--- Begin SUPPLIED INFORMATION ---
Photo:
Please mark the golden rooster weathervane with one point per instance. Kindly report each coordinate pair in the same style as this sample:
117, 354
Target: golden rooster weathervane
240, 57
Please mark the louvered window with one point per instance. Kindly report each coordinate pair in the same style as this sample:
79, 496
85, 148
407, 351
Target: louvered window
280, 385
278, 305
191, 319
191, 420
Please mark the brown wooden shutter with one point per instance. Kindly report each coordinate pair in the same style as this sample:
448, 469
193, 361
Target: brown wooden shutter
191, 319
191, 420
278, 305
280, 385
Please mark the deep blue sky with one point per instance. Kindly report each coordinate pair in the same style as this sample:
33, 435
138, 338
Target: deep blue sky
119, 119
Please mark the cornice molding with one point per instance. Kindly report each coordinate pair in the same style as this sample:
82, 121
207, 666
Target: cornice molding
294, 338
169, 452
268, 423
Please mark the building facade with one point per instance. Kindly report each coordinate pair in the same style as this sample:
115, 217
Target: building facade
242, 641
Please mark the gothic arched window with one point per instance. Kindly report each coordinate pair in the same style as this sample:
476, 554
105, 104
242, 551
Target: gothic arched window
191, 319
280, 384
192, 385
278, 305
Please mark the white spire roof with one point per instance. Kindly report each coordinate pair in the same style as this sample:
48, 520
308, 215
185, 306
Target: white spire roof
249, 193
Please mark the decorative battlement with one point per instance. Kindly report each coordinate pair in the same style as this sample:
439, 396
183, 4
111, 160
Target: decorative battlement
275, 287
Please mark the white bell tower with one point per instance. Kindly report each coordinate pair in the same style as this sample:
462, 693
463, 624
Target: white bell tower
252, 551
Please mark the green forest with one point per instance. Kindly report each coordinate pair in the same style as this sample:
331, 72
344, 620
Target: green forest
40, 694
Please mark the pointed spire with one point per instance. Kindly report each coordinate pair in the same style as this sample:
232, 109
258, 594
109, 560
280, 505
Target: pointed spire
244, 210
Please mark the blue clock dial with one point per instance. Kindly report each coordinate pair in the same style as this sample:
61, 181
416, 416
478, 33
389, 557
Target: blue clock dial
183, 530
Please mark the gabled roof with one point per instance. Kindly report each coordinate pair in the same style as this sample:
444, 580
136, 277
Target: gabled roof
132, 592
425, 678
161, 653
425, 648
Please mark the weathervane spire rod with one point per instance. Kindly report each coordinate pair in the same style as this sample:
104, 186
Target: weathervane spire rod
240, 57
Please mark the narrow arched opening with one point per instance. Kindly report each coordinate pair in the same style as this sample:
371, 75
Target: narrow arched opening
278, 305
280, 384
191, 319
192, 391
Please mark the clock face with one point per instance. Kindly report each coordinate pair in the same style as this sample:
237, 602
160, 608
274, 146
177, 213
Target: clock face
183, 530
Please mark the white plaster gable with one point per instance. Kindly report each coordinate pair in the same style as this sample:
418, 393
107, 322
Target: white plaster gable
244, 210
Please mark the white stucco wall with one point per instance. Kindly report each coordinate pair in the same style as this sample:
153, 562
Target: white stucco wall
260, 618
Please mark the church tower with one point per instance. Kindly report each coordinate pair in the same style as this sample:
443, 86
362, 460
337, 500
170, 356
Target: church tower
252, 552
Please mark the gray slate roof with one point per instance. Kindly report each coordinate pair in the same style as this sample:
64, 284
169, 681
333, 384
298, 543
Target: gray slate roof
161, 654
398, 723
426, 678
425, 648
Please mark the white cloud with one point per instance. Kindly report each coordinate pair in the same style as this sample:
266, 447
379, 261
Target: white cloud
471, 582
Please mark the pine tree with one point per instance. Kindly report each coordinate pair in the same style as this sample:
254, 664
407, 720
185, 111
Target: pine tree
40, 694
--- End SUPPLIED INFORMATION ---
Rescale the answers from the line with "Please mark the white plaster" through the end of the entries: write out every one of those lines again, requests included, multiplying each answer coordinate by 1.7 and rounding to whole numbers, with halves rounded up. Keep the requests and their sample coordinates unchanged.

FINISHED ANSWER:
Please mark the white plaster gable with one point per instance. Kindly report each coordinate pair in the same style as this sample:
418, 393
107, 322
Target: white plaster gable
415, 357
Please mark the white stucco wall with one point per instance. Kindly report each coordinate pair in the same style as this sample:
153, 562
Target: white stucco wall
442, 1051
Please mark the church tower with one point per instance. Kindly report each coordinate pair in the same style as this sample:
443, 86
362, 460
337, 500
170, 356
Target: church tower
428, 938
Please mark the gray slate roof with one point per instance. Kindly report each coordinate pair in the same style as this sample:
64, 284
169, 681
333, 384
298, 543
Target: gray slate roof
274, 1112
677, 1229
724, 1153
723, 1102
Please mark the white cloud with one point per instance. Kindly report each coordinate pair in the same style as this sample:
266, 447
379, 261
Target: white cloud
801, 989
Please mark the pine tree with one point per instance. Kindly report each coordinate pair in the same style as this sample:
254, 664
407, 720
185, 111
Target: pine tree
68, 1180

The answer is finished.